***** TESTO PROPOSTO *****

L’Italia chiamò – Capodimonte oggi racconta… Crocifissione di Carmine Di Ruggiero
Per la rubrica L’Italia chiamò – Capodimonte oggi racconta… Maria Flavia Lo Regio, storica dell’arte e collaboratrice presso l’associazione Amici di Capodimonte, ci parla di una delle ultime opere arrivate a Capodimonte per arricchire la sezione di Arte Contemporanea del museo: la Crocifissione realizzata dall’artista napoletano Carmine Di Ruggiero.
Da diversi anni la direzione del Museo di Capodimonte, coltiva l’ambizioso obiettivo di esaltare l’identità del sito anche attraverso l’acquisizione di opere legate al territorio.
In questa prospettiva, nel 2019 la sezione di arte contemporanea si è arricchita di un nuovo dipinto, la Crocifissione, realizzato e donato da uno dei maggiori esponenti dell’arte napoletana contemporanea, Carmine Di Ruggiero.
Nella Crocifissione, il tema sacro si innesta in una ricerca condotta sin dagli anni Cinquanta del ‘900, per cui gli elementi figurativi sono ancora percepibili attraverso l’uso del colore e della luce vibrante.
Una composizione nuova, scomposta, che risponde all’impulso di gesti rapidi, in cui il corpo sulla croce è suggerito dalla materialità del colore, steso in grumose stratificazioni con veloci pennellate.
L’artista va oltre la forma e l’immagine, verso una composizione libera, dolorosa ed emozionante.
Nel retro del dipinto si distinguono trama e ordito degli spessi tessuti dei sacchi di iuta comunemente utilizzati per contenere il caffè o altre sostanze, che negli anni giovanili l’artista recuperava tra coloniali e negozi d’arte nei pressi dell’Accademia per riadoperarli come tele, inchiodandoli ai telai in legno (sono infatti riconoscibili timbro e marca di una torrefazione di caffè, mentre in un’altra tela, si distinguono timbro e dicitura delle sostanze chimiche contenute nel sacco).
E’ un dettaglio significativo che rivela parte dell’esperienza di Carmine Di Ruggiero, il quale, come altri giovani artisti nel dopoguerra, per continuare a dipingere doveva procurarsi a costi accessibili materiali semplici e meno dispendiosi delle tele, in una Napoli, quella della fine degli anni ’50, ancora sofferente delle privazioni provocate dal conflitto.

*****

▸ SCOPO DELL'ESERCIZIO: Prosegua il testo sulla Crocifissione di Carmine Di Ruggiero a partire dall'ultima frase riportata. Il materiale che segue è indipendente dal testo sopra riportato.

***** MATERIALE *****

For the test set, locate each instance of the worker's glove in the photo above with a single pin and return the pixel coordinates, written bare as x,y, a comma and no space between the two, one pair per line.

*****

▸ RISPOSTA:
Al Museo di Capodimonte si può ammirare un altro suo importante lavoro, Resti di una città combusta del 1962 donato nel 2007, dove la forma prende nuovamente vita e l’immagine tenta di ricomporsi in veloci e larghe pennellate.
L’esposizione e l’accostamento delle due opere permettono un’interessante ricostruzione di parte del percorso figurativo ed evolutivo dell’artista.
“L’opera è isolata rispetto al percorso artistico di quegli anni, è un pezzo di pittura in cui ho sempre creduto e Capodimonte è il museo che può “salvarla” e raccontarla con le sue molte opere di arte sacra”
(Carmine Di Ruggiero)
L’artista si forma all’Accademia di Belle Arti di Napoli con il pittore Emilio Notte, figura centrale lungo il suo cammino formativo, con cui conserverà nel tempo un costante e proficuo dialogo.
Notte rivisita con spirito cosmopolita molte delle avanguardie europee, muovendosi con disinvoltura dall’esperienza futurista dei suoi esordi all’adesione a movimenti come Ritorno all’ordine e ancora, negli anni Quaranta, all’impressionismo alla Renoir, per poi passare al picassismo del periodo rosa e rivisitare Cézanne con lo spirito dei neorealisti.
L’allievo Di Ruggiero osserva il maestro e ne ricalca i passi in questa ricerca di nuove forme espressive, ma ben presto la sua pittura muta e si evolve in una direzione del tutto inaspettata, che lo porterà ancora giovanissimo, attraverso la partecipazione alla vivace vita artistica della città, a cogliere i primi prestigiosi riconoscimenti tra cui il Premio Cesenatico nel 1956, nel 1959 e nel 1961 gli viene assegnato il Premio Spoleto.
La sua attività viene a caratterizzarsi per un linguaggio originale, che raggiunge il giusto equilibrio tra soluzioni artistiche a lui coeve ed altre appartenenti al passato, esprimendo una personalità in continuo cambiamento, capace di muoversi dal post-cubismo, all’informale, fino ad arrivare alla oggettualizzazione dell’immagine con le opere-ambiente, dove abbandona la bidimensionalità della tela per invadere lo spazio con materiali plastici e modellabili, in cerca di una interazione tra l’opera e chi la osserva.
Il fil rouge che caratterizza tutte le sue opere è la luce.
Nel 1976 è tra i fondatori del gruppo Geometria e Ricerca con Barisani, De Tora, Riccini, Tatafiore, Testa e Trapani, movimento autonomo napoletano che si distingue per un’analisi della forma compiuta utilizzando il linguaggio geometrico.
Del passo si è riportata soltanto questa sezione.